[LISTED RECORDS — start]
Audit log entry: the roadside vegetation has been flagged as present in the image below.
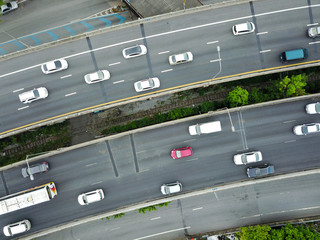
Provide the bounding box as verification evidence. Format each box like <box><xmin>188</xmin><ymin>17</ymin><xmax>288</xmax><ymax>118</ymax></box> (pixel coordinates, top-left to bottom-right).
<box><xmin>1</xmin><ymin>66</ymin><xmax>320</xmax><ymax>167</ymax></box>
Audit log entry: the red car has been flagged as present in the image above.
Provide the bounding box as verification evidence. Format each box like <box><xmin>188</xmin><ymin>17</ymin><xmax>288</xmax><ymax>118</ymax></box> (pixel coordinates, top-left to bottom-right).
<box><xmin>171</xmin><ymin>146</ymin><xmax>193</xmax><ymax>159</ymax></box>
[LISTED RECORDS — finish]
REQUIREMENT:
Each entry above must be duplicated precisely; none of the pictures may be included.

RESPONSE BELOW:
Audit log entry: the roadside vegetation has been flagged as present in the image below.
Provide the bounding box as verification evidence. Format each box like <box><xmin>188</xmin><ymin>17</ymin><xmax>288</xmax><ymax>118</ymax></box> (pixel coordinates, top-left to bottom-right).
<box><xmin>1</xmin><ymin>66</ymin><xmax>320</xmax><ymax>167</ymax></box>
Audit log entry: the red car has been flagged as present in the image above.
Provide the bounding box as verification evidence. Format each box like <box><xmin>188</xmin><ymin>17</ymin><xmax>288</xmax><ymax>118</ymax></box> (pixel coordinates, top-left to bottom-right).
<box><xmin>171</xmin><ymin>146</ymin><xmax>193</xmax><ymax>159</ymax></box>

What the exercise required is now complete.